◆ **What this task involves**
After finding the line containing "Target: gravel area" below, please output that line and each following one through the line containing "Shelf-audit tagging: put a marker on the curved", exactly as written.

◆ **Data shown**

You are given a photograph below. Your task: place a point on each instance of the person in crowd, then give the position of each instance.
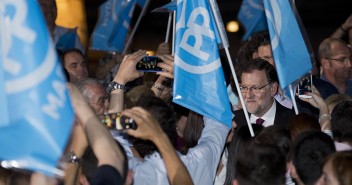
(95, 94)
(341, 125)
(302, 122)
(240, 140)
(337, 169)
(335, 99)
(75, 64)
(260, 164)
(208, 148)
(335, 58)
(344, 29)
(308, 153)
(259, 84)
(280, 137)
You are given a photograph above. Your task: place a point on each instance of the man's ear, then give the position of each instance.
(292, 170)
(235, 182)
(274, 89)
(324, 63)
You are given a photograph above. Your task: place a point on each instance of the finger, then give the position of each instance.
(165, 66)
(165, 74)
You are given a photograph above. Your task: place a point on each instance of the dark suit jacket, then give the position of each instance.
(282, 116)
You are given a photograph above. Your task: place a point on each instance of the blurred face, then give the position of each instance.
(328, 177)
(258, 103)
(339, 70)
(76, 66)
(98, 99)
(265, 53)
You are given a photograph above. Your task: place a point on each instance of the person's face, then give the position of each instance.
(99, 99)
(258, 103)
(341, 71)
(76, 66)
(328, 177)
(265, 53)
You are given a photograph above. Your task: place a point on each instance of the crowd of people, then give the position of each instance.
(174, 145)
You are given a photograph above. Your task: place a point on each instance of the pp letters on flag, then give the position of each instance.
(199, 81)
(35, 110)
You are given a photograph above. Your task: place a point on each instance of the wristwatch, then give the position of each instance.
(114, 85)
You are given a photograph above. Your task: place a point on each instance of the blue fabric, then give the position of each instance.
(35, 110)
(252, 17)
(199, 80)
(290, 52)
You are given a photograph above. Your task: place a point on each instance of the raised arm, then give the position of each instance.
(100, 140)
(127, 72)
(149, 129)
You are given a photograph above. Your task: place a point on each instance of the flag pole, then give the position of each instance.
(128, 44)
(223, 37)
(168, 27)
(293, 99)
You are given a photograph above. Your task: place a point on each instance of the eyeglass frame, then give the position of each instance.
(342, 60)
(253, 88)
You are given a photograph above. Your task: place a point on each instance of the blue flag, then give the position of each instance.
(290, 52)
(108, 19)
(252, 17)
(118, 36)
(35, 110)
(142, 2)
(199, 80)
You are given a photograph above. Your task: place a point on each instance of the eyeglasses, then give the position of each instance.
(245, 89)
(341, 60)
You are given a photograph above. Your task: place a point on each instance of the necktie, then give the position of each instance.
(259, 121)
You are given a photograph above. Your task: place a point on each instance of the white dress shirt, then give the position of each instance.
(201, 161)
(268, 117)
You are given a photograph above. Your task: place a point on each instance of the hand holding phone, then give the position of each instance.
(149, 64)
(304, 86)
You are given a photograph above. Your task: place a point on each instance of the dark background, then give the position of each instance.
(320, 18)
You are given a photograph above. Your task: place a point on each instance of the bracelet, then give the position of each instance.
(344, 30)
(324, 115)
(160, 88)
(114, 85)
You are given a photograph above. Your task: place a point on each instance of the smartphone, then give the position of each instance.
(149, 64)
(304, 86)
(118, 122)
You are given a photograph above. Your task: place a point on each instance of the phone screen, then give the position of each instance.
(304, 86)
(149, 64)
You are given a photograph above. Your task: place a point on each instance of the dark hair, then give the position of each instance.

==

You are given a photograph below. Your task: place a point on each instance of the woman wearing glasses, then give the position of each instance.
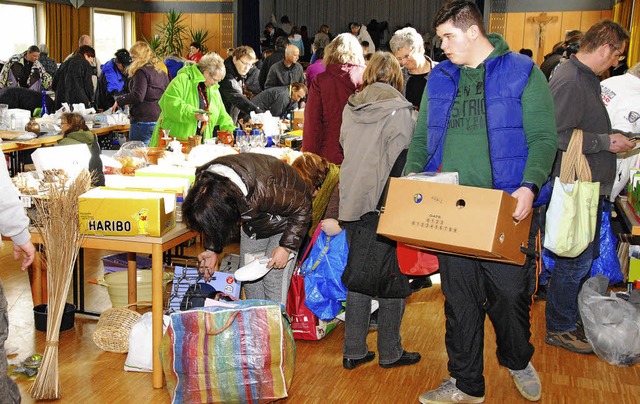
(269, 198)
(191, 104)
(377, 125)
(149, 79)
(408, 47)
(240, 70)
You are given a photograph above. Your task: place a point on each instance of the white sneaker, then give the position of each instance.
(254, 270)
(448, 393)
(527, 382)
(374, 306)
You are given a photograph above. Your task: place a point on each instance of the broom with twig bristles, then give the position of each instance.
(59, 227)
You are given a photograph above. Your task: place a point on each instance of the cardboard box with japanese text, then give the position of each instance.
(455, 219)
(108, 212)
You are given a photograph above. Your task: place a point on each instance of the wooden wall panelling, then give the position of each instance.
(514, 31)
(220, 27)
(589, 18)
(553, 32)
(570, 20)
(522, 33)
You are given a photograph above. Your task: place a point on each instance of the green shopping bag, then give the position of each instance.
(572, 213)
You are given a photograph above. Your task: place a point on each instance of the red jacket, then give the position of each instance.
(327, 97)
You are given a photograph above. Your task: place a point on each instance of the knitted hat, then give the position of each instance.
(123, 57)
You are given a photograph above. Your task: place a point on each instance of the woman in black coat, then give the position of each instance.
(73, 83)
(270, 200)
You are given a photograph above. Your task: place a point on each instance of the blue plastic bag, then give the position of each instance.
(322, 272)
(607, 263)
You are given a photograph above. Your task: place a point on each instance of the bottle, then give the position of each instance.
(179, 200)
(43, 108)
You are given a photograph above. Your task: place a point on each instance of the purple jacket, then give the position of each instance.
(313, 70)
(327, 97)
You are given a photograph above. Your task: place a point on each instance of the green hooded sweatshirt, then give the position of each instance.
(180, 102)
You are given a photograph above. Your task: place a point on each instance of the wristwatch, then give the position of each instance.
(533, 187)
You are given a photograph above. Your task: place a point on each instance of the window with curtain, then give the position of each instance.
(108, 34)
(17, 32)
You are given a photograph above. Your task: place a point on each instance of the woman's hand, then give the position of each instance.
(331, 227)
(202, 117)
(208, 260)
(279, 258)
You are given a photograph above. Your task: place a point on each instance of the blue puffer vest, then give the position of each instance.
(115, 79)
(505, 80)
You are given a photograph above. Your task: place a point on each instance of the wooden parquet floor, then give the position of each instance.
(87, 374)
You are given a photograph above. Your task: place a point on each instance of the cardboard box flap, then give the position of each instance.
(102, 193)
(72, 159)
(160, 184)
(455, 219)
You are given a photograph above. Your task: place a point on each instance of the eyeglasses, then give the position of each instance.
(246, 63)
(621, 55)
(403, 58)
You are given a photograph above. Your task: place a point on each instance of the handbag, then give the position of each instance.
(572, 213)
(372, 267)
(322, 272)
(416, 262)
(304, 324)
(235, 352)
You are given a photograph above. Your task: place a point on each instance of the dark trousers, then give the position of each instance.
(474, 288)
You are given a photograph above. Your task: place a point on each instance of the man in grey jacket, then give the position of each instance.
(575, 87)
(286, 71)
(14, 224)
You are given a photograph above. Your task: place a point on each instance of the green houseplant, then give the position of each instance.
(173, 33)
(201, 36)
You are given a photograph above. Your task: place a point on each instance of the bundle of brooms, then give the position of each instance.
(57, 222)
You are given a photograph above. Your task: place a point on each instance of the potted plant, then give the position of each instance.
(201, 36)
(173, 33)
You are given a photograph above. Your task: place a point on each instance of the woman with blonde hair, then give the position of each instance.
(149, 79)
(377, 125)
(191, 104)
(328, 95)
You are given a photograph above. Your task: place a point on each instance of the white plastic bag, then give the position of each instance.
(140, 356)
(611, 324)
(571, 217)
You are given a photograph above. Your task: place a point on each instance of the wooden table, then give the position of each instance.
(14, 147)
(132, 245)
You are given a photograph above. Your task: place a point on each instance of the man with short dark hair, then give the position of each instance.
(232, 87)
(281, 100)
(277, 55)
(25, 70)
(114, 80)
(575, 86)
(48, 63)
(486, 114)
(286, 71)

==

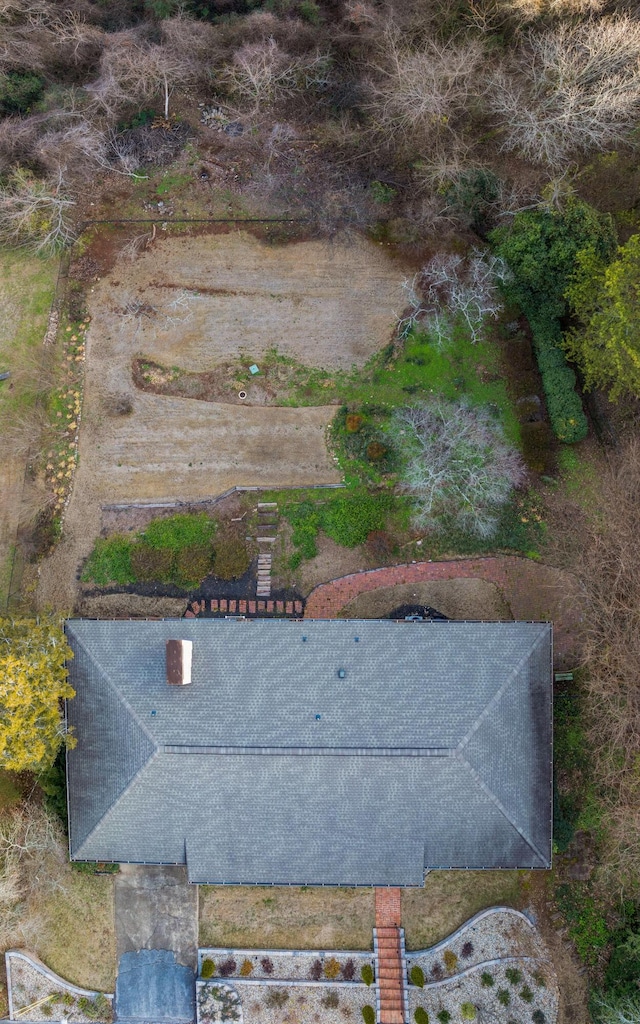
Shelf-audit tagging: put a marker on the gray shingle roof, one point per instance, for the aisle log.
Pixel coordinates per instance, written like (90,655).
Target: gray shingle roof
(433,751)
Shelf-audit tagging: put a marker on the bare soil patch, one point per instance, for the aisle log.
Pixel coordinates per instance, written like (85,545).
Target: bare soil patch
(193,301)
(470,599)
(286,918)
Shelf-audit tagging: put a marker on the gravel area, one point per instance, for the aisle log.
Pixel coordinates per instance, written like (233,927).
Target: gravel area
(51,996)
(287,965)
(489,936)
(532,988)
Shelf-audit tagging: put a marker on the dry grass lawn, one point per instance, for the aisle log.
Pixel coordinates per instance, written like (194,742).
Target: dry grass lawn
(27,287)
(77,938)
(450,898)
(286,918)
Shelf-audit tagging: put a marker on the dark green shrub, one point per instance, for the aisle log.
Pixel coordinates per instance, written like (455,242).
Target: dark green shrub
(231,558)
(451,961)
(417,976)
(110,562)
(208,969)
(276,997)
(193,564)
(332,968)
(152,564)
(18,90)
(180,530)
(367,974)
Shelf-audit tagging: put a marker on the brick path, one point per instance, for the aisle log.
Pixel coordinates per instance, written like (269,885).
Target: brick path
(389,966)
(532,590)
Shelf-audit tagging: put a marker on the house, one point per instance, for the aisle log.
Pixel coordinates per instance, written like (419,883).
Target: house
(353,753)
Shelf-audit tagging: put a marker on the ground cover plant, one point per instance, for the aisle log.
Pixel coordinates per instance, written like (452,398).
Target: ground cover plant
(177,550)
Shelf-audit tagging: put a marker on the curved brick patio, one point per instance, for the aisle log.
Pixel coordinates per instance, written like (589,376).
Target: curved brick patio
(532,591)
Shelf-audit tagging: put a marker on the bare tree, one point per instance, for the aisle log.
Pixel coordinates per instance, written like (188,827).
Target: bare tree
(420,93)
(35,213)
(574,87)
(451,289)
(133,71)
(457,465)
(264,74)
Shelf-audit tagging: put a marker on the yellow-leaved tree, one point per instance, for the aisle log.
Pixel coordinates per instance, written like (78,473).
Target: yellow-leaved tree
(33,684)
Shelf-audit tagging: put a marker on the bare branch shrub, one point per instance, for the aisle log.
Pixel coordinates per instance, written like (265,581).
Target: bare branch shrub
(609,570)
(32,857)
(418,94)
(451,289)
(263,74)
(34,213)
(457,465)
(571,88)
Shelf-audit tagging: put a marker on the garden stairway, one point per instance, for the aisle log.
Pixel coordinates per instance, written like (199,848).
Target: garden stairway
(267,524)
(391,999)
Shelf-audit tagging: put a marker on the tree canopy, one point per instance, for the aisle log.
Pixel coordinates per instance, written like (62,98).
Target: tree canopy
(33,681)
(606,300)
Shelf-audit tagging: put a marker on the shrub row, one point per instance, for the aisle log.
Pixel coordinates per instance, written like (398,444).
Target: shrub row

◆ **Written reply**
Target: gravel area
(51,996)
(287,965)
(489,936)
(532,988)
Shelf-audit tagging: put a marker on the dry grass lawn, one point per instance, for the aisle log.
Pixel coordinates per instance, written like (194,742).
Target: dry grass lawn
(27,287)
(77,938)
(450,898)
(286,918)
Shelf-audit tagging: put a marker on the dark green shrub, one point per instance, for the aisle log.
Pixel coordinates per instance, written like (455,242).
Target: dark green shrub
(231,558)
(451,961)
(417,976)
(110,562)
(208,969)
(276,997)
(193,564)
(332,968)
(152,564)
(18,90)
(180,530)
(367,974)
Shelf-audit tagging: put a marker on the brick path, one point per instance, for the aisle log.
Pixel coordinates per instance, written like (269,885).
Target: brick path
(389,966)
(532,590)
Shelf-audit tagging: put a marker on the house, one point per instance, for the aisle log.
Pixel coordinates per instance, written like (419,883).
Target: house
(353,753)
Shelf-audit tagging: put a marker on the ground cover plant, one point per instance, for the aisle log.
Pixel coordinates per instance, written like (452,398).
Target: ground cover plant
(177,550)
Shelf-audit tagging: put a marker on the curved brick patio, one point per instance, for the aisle log.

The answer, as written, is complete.